> _Supplied text_
* * * * * * * * *
But what exactly does “whatever they could do to assist” actually mean?
Financial mentors, who help people get on top of their debts, have been scratching their heads over some banks not allowing people who are in arrears on their home loans to refix them when their fixed term comes an end.
That risks leaving them paying higher floating interest rates.
It’s a problem that could be affecting thousands. At the end of January, 18,400 home loans were in arrears, data from credit reporting company Centrix showed.
Budget mentor David Verry says in some cases arrears are small, and could be added to people’s homes loans.
Change is happening here. Westpac said it had now changed its policy to let people with arrears and in hardship refix their loans, so they don’t end up stuck on floating rates.
Bank hardship measures have been evolving, and banks have become more open about what they can do for people who have fallen into money trouble.
Since 2021, they have developed better hardship webpages (ANZ, Westpac, ASB, Bank of New Zealand, and Kiwibank).
And after the recent Auckland floods and Cyclone Gabrielle, banks added interest-free emergency overdrafts to the bank menu of hardship responses.
Standard items in the menu are referenced in lending laws, and are listed on each bank’s hardship webpages.
They include temporarily reducing, or suspending loan repayments, allowing people to make interest-only payments, and restructuring loans (for example, pushing the repayment end date out for a few years)
* * * * * * * * *
Answer these questions from the text on bank hardship measures:
(a) How many home loans were in arrears at the end of January, according to Centrix data?
(b) What policy change did Westpac make?
(c) What did banks add to their hardship responses after the recent Auckland floods and Cyclone Gabrielle?
* * * * * * * * *
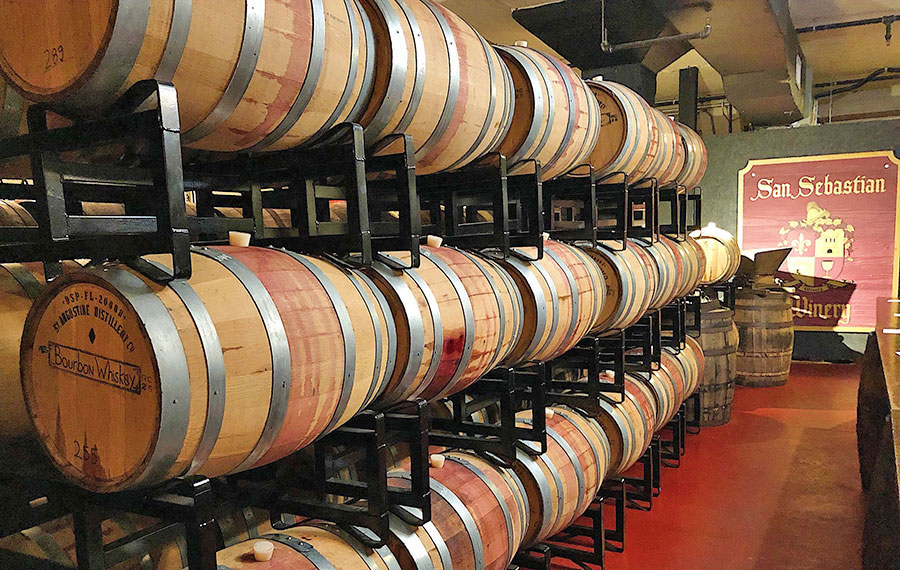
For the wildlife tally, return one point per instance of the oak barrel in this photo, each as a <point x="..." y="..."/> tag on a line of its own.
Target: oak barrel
<point x="249" y="75"/>
<point x="254" y="357"/>
<point x="561" y="295"/>
<point x="723" y="256"/>
<point x="630" y="280"/>
<point x="479" y="516"/>
<point x="719" y="339"/>
<point x="556" y="119"/>
<point x="696" y="158"/>
<point x="562" y="483"/>
<point x="314" y="545"/>
<point x="765" y="325"/>
<point x="630" y="140"/>
<point x="438" y="80"/>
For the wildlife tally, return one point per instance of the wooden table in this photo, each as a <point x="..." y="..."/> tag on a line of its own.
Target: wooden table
<point x="878" y="439"/>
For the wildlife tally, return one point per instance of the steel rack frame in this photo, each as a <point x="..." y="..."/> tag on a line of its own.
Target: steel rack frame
<point x="483" y="206"/>
<point x="508" y="390"/>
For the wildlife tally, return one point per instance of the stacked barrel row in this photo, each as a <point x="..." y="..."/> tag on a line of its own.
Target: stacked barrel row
<point x="270" y="75"/>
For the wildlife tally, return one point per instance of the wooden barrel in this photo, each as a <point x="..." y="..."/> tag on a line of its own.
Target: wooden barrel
<point x="625" y="425"/>
<point x="670" y="267"/>
<point x="258" y="354"/>
<point x="556" y="119"/>
<point x="722" y="254"/>
<point x="719" y="339"/>
<point x="696" y="158"/>
<point x="766" y="327"/>
<point x="671" y="149"/>
<point x="20" y="284"/>
<point x="561" y="483"/>
<point x="450" y="322"/>
<point x="628" y="281"/>
<point x="561" y="293"/>
<point x="250" y="75"/>
<point x="478" y="517"/>
<point x="54" y="541"/>
<point x="630" y="140"/>
<point x="437" y="80"/>
<point x="314" y="545"/>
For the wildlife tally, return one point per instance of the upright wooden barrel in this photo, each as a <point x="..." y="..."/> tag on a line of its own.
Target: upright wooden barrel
<point x="249" y="75"/>
<point x="561" y="293"/>
<point x="719" y="339"/>
<point x="631" y="141"/>
<point x="722" y="254"/>
<point x="766" y="328"/>
<point x="20" y="284"/>
<point x="479" y="516"/>
<point x="437" y="80"/>
<point x="562" y="483"/>
<point x="556" y="119"/>
<point x="312" y="546"/>
<point x="629" y="282"/>
<point x="451" y="322"/>
<point x="696" y="158"/>
<point x="254" y="357"/>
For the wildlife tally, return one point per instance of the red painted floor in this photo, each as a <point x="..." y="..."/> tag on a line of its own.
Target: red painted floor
<point x="776" y="488"/>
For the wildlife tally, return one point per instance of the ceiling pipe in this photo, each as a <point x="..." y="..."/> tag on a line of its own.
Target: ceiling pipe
<point x="886" y="20"/>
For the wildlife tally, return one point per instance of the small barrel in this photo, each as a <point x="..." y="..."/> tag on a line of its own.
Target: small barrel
<point x="630" y="140"/>
<point x="556" y="119"/>
<point x="560" y="292"/>
<point x="696" y="158"/>
<point x="722" y="254"/>
<point x="561" y="483"/>
<point x="719" y="340"/>
<point x="250" y="75"/>
<point x="312" y="546"/>
<point x="478" y="517"/>
<point x="438" y="80"/>
<point x="766" y="328"/>
<point x="629" y="281"/>
<point x="229" y="370"/>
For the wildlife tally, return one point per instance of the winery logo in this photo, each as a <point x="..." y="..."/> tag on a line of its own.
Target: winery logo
<point x="821" y="248"/>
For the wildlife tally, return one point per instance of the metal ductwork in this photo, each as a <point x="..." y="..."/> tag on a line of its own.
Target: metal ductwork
<point x="755" y="49"/>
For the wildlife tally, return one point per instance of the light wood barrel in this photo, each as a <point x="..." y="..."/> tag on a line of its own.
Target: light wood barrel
<point x="437" y="80"/>
<point x="629" y="283"/>
<point x="561" y="483"/>
<point x="314" y="545"/>
<point x="250" y="75"/>
<point x="671" y="149"/>
<point x="560" y="294"/>
<point x="478" y="517"/>
<point x="669" y="265"/>
<point x="54" y="541"/>
<point x="696" y="157"/>
<point x="719" y="339"/>
<point x="766" y="326"/>
<point x="722" y="254"/>
<point x="626" y="427"/>
<point x="449" y="319"/>
<point x="254" y="357"/>
<point x="630" y="140"/>
<point x="556" y="119"/>
<point x="20" y="284"/>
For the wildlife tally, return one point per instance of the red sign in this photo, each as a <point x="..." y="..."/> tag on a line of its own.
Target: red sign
<point x="838" y="214"/>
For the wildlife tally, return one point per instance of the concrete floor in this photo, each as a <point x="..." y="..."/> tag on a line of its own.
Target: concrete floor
<point x="776" y="488"/>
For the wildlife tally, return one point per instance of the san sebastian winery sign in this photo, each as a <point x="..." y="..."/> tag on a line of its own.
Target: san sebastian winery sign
<point x="838" y="214"/>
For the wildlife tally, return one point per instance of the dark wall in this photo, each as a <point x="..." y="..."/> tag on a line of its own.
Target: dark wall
<point x="728" y="154"/>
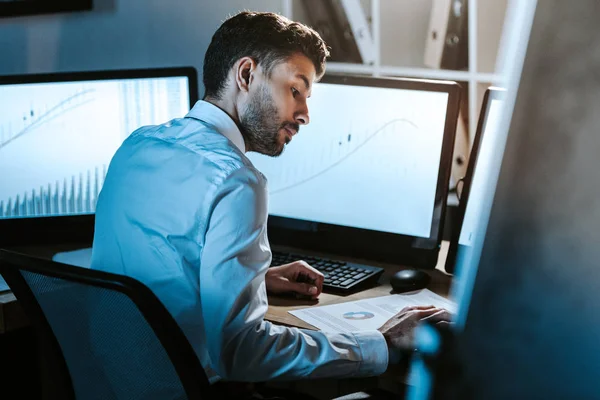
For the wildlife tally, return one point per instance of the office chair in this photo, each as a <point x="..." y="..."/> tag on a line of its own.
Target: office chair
<point x="109" y="333"/>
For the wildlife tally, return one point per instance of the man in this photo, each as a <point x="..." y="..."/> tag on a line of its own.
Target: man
<point x="184" y="211"/>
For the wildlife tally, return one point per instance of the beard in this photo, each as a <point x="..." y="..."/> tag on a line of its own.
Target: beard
<point x="259" y="124"/>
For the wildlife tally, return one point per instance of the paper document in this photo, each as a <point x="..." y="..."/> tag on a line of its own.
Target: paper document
<point x="368" y="314"/>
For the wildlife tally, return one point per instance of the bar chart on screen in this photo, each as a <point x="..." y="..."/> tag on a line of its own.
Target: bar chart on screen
<point x="57" y="139"/>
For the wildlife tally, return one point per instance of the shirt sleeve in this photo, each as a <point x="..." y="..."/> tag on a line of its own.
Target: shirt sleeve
<point x="241" y="344"/>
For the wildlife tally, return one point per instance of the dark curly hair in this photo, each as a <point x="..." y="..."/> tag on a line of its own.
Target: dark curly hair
<point x="267" y="38"/>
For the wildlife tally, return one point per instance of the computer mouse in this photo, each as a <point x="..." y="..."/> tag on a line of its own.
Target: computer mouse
<point x="409" y="279"/>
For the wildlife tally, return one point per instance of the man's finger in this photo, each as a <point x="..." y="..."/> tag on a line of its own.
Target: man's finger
<point x="306" y="289"/>
<point x="421" y="314"/>
<point x="412" y="308"/>
<point x="440" y="316"/>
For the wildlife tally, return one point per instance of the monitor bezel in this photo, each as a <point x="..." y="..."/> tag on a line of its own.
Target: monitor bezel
<point x="492" y="93"/>
<point x="370" y="244"/>
<point x="75" y="228"/>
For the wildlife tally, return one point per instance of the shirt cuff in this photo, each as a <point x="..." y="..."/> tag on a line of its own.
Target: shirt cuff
<point x="374" y="353"/>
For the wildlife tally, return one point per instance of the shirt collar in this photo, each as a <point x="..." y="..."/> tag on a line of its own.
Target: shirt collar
<point x="220" y="120"/>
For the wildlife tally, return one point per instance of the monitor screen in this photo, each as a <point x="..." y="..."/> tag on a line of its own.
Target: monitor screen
<point x="58" y="137"/>
<point x="370" y="159"/>
<point x="481" y="194"/>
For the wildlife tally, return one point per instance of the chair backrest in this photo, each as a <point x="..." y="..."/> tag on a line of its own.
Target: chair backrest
<point x="117" y="339"/>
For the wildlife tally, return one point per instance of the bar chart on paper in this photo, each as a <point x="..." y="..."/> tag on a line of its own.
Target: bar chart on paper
<point x="57" y="139"/>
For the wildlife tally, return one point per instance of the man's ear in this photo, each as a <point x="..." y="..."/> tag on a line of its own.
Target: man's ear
<point x="244" y="73"/>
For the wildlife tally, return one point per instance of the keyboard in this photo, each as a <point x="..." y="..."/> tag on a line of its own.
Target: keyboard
<point x="340" y="277"/>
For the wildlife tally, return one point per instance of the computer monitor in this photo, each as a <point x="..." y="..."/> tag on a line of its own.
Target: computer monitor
<point x="58" y="133"/>
<point x="483" y="168"/>
<point x="368" y="177"/>
<point x="479" y="194"/>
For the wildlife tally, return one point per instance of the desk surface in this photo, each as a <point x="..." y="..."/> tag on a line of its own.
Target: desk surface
<point x="12" y="317"/>
<point x="279" y="307"/>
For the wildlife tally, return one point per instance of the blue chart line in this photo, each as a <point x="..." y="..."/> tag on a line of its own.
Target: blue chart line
<point x="51" y="114"/>
<point x="72" y="198"/>
<point x="345" y="157"/>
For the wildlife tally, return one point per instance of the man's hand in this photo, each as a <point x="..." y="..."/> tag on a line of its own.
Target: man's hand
<point x="297" y="277"/>
<point x="399" y="330"/>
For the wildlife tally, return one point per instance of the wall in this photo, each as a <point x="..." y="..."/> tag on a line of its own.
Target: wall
<point x="118" y="34"/>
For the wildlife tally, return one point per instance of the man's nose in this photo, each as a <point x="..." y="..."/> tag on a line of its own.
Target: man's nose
<point x="302" y="117"/>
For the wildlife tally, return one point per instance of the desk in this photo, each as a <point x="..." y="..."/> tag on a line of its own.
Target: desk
<point x="279" y="306"/>
<point x="12" y="317"/>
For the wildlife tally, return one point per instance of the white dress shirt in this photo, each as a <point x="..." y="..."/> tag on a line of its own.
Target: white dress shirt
<point x="184" y="211"/>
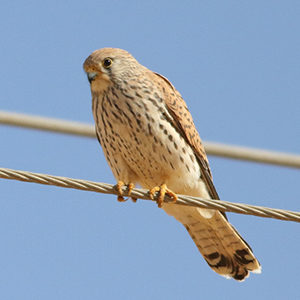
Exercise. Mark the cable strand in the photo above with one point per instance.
(88, 130)
(105, 188)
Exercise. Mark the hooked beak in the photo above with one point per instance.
(91, 76)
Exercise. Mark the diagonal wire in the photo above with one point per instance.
(88, 130)
(144, 194)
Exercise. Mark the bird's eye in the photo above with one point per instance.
(107, 62)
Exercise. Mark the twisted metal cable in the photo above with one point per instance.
(144, 194)
(87, 130)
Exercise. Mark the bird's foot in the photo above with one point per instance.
(163, 190)
(129, 187)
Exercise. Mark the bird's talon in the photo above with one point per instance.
(163, 190)
(129, 187)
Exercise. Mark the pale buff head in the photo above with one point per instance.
(110, 65)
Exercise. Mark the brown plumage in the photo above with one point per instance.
(149, 138)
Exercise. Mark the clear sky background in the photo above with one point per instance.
(236, 63)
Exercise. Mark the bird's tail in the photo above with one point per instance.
(221, 245)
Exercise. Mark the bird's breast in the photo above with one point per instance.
(136, 127)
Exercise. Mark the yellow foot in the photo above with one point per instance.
(163, 190)
(119, 186)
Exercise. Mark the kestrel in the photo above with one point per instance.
(149, 138)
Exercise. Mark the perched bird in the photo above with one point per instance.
(149, 138)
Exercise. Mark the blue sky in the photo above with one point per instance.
(236, 63)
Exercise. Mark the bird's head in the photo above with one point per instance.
(109, 65)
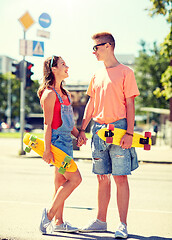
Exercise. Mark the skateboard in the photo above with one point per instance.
(61, 160)
(113, 136)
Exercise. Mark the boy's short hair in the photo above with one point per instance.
(106, 37)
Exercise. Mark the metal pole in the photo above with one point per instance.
(9, 102)
(22, 102)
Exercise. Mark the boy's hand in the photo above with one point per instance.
(126, 141)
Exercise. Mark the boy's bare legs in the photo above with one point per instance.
(104, 194)
(122, 196)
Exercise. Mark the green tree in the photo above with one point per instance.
(149, 66)
(163, 7)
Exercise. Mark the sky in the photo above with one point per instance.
(73, 22)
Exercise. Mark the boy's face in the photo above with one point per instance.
(99, 49)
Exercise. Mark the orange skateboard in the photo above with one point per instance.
(61, 160)
(113, 135)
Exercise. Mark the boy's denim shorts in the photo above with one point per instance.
(110, 158)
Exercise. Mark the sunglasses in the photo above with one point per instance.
(96, 46)
(52, 59)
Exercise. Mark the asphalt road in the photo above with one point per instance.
(26, 187)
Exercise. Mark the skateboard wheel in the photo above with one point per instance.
(148, 134)
(62, 170)
(67, 159)
(33, 138)
(109, 140)
(110, 127)
(147, 147)
(28, 149)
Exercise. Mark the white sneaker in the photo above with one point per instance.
(64, 227)
(96, 226)
(45, 222)
(122, 231)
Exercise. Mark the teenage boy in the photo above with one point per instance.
(112, 91)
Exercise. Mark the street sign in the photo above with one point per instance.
(45, 20)
(26, 20)
(38, 48)
(31, 48)
(42, 33)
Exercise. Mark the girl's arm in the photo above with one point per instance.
(48, 101)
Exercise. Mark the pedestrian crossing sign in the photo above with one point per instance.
(38, 48)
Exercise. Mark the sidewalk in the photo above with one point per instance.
(157, 154)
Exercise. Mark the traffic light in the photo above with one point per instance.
(16, 69)
(29, 73)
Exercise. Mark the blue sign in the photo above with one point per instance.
(38, 49)
(44, 20)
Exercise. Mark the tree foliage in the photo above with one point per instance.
(149, 66)
(163, 7)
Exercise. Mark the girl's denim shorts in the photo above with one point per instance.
(62, 140)
(110, 158)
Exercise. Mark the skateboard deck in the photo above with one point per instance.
(113, 136)
(61, 160)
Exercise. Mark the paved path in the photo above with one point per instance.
(26, 187)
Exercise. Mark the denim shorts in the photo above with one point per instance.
(62, 140)
(110, 158)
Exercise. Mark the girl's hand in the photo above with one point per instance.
(81, 140)
(48, 156)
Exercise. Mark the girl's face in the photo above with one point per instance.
(62, 68)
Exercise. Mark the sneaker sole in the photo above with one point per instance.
(119, 236)
(66, 231)
(93, 230)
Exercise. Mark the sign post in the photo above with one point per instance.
(27, 21)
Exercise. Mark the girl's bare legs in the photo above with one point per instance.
(63, 192)
(59, 180)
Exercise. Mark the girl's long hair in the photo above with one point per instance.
(48, 78)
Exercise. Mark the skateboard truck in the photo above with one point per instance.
(109, 133)
(144, 140)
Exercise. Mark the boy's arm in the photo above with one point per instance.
(87, 118)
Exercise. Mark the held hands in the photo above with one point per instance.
(126, 141)
(48, 156)
(81, 139)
* * * * * * * * *
> _Task solution_
(a) 18,400 home loans.
(b) Westpac now lets people with arrears and in hardship refix their loans.
(c) Banks added interest-free emergency overdrafts.